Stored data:
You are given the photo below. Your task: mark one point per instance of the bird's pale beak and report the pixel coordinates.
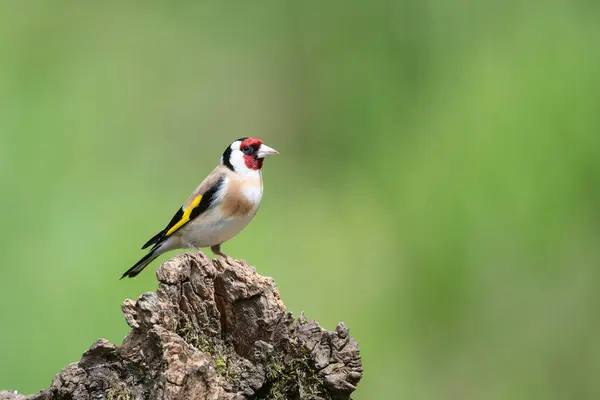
(265, 151)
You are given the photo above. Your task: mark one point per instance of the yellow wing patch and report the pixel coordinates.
(186, 215)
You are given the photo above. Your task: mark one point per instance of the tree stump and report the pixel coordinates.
(213, 330)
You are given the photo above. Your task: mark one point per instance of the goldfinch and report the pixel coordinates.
(220, 207)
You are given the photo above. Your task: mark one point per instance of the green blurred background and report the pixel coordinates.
(438, 187)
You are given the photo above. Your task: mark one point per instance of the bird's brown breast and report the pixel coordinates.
(235, 202)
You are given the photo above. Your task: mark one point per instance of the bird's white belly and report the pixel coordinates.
(213, 229)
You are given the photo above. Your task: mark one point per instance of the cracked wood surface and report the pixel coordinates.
(213, 330)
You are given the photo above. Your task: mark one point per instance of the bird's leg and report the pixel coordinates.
(217, 250)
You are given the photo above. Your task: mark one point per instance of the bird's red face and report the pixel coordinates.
(247, 154)
(250, 148)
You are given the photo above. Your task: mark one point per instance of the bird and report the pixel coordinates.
(220, 207)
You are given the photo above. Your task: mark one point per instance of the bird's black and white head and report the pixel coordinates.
(245, 156)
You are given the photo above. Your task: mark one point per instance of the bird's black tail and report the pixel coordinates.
(140, 265)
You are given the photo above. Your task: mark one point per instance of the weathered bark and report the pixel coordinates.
(213, 330)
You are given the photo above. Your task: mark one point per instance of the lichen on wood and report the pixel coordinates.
(214, 330)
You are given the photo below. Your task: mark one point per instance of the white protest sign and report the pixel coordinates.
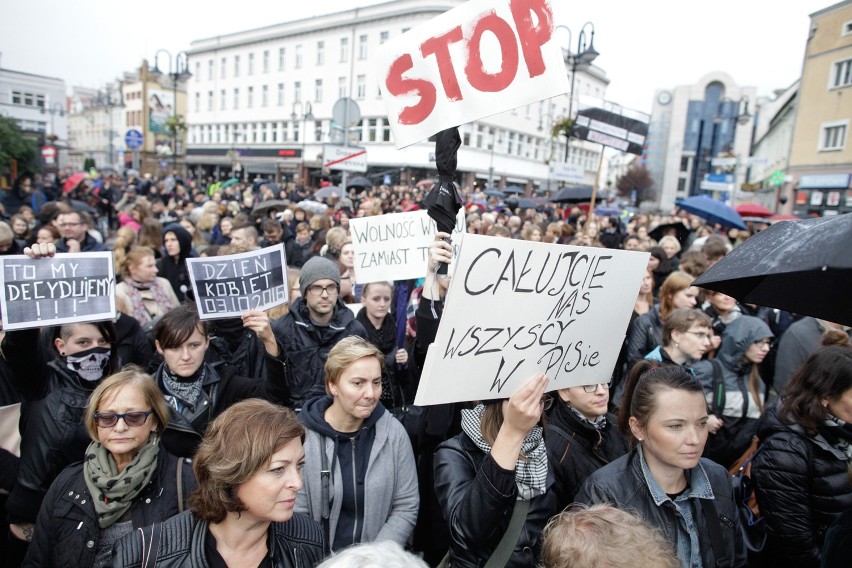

- Short exercise -
Report every line in the data above that contains the word "black".

- In response -
You are given the photo above. Your task: mark one point per instance of the bird's black and white head and report the pixel coordinates.
You are given the photo above. Your task: mark one point per instance of the bird's black tail and report the pixel coordinates.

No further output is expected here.